Document extract:

= = = =

In [1]:
%cd ..

c:\Workspace\PracticeProjects\aml


# Azure Machine Learning - Getting Started

##### IMPORTS

In [2]:
from azure.ai.ml import MLClient, command, Input
from azure.ai.ml.constants import AssetTypes, InputOutputModes
from azure.ai.ml.entities import AmlCompute, Data, Environment
from azure.identity import DefaultAzureCredential

from aml.settings import *

Look [here](https://github.com/Azure/azureml-examples/tree/main) for way more information.

## Connect to a Workspace

In [3]:
credential = DefaultAzureCredential()

# Get a handle to the workspace. You can find the info on the workspace tab on ml.azure.com
ml_client = MLClient(
    credential=credential,
    subscription_id=SUBSCRIPTION_ID,  # this will look like xxxxxxxx-xxxx-xxxx-xxxx-xxxxxxxxxxxx
    resource_group_name=RESOURCE_GROUP,
    workspace_name=WORKSPACE_NAME,
)

## Create Compute

In [4]:
try:
    # let's see if the compute target already exists
    gpu_cluster = ml_client.compute.get(COMPUTE_NAME)
    print(
        f"You already have a cluster named {COMPUTE_NAME}, we'll reuse it as is."
    )

except Exception:
    print("Creating a new gpu compute target...")

    gpu_cluster = AmlCompute(
        name=COMPUTE_NAME,
        type=COMPUTE_TYPE,
        size=COMPUTE_SIZE,
        min_instances=COMPUTE_MIN_INSTANCES,
        max_instances=COMPUTE_MAX_INSTANCES,
        idle_time_before_scale_down=COMPUTE_IDLE_TIME,
        tier=COMPUTE_TIER,
    )

    gpu_cluster = ml_client.begin_create_or_update(gpu_cluster)

print(
    f"AMLCompute with name {gpu_cluster.name} is created, the compute size is {gpu_cluster.size}"
)

You already have a cluster named a100, we'll reuse it as is.

= = = =

Saved entries
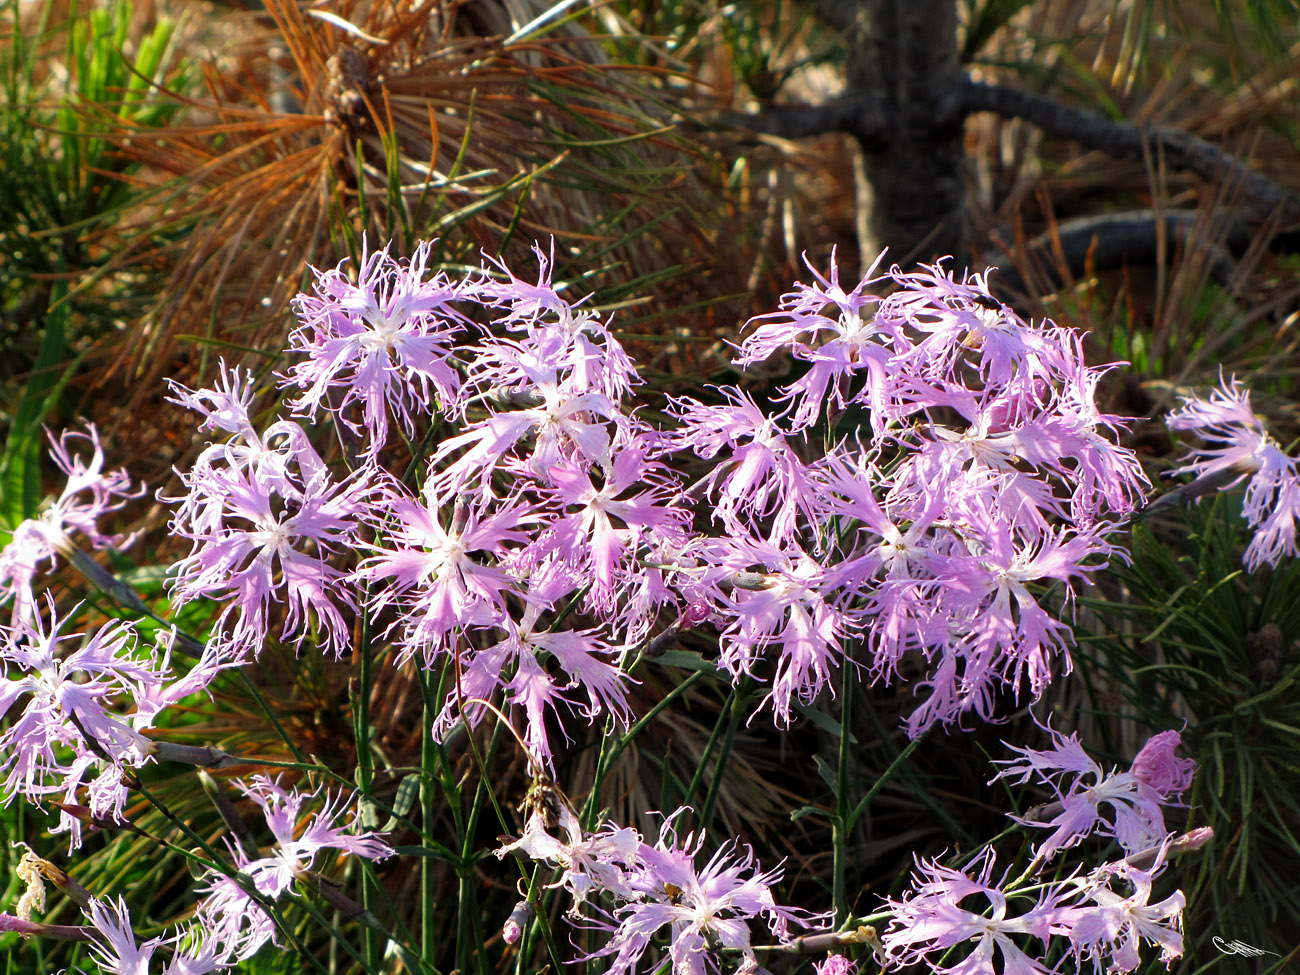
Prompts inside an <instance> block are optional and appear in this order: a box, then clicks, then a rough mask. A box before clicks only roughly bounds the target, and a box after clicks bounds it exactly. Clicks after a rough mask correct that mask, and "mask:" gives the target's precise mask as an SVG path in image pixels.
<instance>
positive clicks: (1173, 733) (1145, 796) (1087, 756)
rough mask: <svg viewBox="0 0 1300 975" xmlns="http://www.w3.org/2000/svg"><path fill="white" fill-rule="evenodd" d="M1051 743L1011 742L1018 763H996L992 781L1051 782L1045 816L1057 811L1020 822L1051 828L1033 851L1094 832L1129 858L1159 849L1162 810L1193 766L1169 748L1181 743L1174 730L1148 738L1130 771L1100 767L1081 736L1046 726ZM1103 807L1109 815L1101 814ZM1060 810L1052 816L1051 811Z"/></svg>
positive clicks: (1071, 839) (1190, 761) (1161, 838)
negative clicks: (1180, 757)
mask: <svg viewBox="0 0 1300 975" xmlns="http://www.w3.org/2000/svg"><path fill="white" fill-rule="evenodd" d="M1048 732H1049V733H1050V736H1052V742H1053V746H1052V748H1050V749H1045V750H1039V749H1030V748H1021V746H1018V745H1010V746H1009V748H1011V749H1014V750H1015V751H1019V753H1021V758H1011V759H997V764H1001V766H1005V768H1002V771H1000V772H998V774H997V775H996V776H995V777H993V781H997V780H998V779H1005V777H1006V779H1009V777H1011V776H1019V777H1017V779H1015V781H1017V783H1024V781H1027V780H1028V779H1030V777H1035V779H1037V780H1039V781H1040V783H1043V784H1047V785H1050V787H1052V789H1053V790H1054V792H1056V794H1057V803H1054V805H1053V806H1050V807H1049V809H1048V810H1047V811H1048V813H1052V811H1056V815H1054V816H1053V818H1052V819H1050V820H1049V822H1039V820H1036V819H1021V820H1019V822H1022V823H1024V824H1026V826H1034V827H1039V828H1044V829H1052V831H1053V833H1052V835H1050V836H1049V837H1048V839H1047V840H1044V841H1043V842H1041V844H1040V845H1039V848H1037V850H1036V853H1037V855H1040V857H1044V858H1049V857H1052V855H1054V854H1056V852H1057V850H1060V849H1065V848H1067V846H1073V845H1075V844H1076V842H1079V841H1080V840H1083V839H1084V837H1086V836H1088V835H1091V833H1092V832H1099V833H1101V835H1102V836H1113V837H1115V840H1118V842H1119V845H1121V846H1122V848H1123V849H1125V850H1126V852H1127V853H1136V852H1139V850H1144V849H1148V848H1151V846H1154V845H1157V844H1160V842H1161V841H1162V840H1164V839H1165V836H1166V833H1167V831H1166V829H1165V815H1164V813H1162V811H1161V806H1165V805H1173V803H1174V802H1175V801H1177V797H1178V794H1179V793H1182V792H1183V790H1184V789H1186V788H1187V787H1188V785H1190V784H1191V780H1192V774H1193V771H1195V767H1196V766H1195V763H1193V762H1191V759H1178V758H1175V757H1174V754H1173V751H1174V749H1175V748H1177V746H1178V744H1179V735H1178V732H1173V731H1170V732H1161V735H1157V736H1153V737H1152V738H1151V741H1148V742H1147V745H1144V746H1143V749H1141V750H1140V751H1139V753H1138V755H1136V757H1135V758H1134V763H1132V767H1131V770H1130V771H1127V772H1119V771H1115V770H1112V771H1110V772H1105V771H1104V770H1102V768H1101V766H1100V764H1099V763H1097V762H1096V759H1093V758H1092V757H1091V755H1088V753H1087V751H1084V750H1083V745H1080V744H1079V735H1078V732H1075V733H1074V735H1071V736H1070V737H1066V736H1063V735H1061V733H1060V732H1057V731H1053V729H1050V728H1049V729H1048ZM1106 807H1109V810H1110V811H1109V815H1108V814H1106V813H1105V809H1106ZM1057 810H1058V811H1057Z"/></svg>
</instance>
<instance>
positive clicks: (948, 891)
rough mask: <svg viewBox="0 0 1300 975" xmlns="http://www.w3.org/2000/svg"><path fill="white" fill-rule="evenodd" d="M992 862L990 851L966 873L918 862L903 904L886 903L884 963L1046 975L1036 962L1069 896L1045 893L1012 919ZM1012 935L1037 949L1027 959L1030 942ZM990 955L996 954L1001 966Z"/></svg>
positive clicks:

= = = =

Parts of the exercise:
1. Answer the following about the Azure Machine Learning notebook:
(a) From which module is DefaultAzureCredential imported?
(b) According to the comment beside subscription_id, what will the subscription ID look like?
(c) What cluster name does the printed output report as already existing?
2. Print everything in the Azure Machine Learning notebook from "# Azure Machine" down to "way more information.".

Answers for the exercise:
1.
(a) azure.identity
(b) xxxxxxxx-xxxx-xxxx-xxxx-xxxxxxxxxxxx
(c) a100

2.
# Azure Machine Learning - Getting Started

##### IMPORTS

In [2]:
from azure.ai.ml import MLClient, command, Input
from azure.ai.ml.constants import AssetTypes, InputOutputModes
from azure.ai.ml.entities import AmlCompute, Data, Environment
from azure.identity import DefaultAzureCredential

from aml.settings import *

Look [here](https://github.com/Azure/azureml-examples/tree/main) for way more information.